Written exercise: Extract the full listing below without altering a single character.

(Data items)

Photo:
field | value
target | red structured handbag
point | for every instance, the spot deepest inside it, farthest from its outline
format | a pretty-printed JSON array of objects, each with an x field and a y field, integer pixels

Expected output:
Photo:
field | value
target | red structured handbag
point | for every instance, the spot deepest inside it, farthest from its outline
format | a pretty-printed JSON array of objects, each with an x field and a y field, integer pixels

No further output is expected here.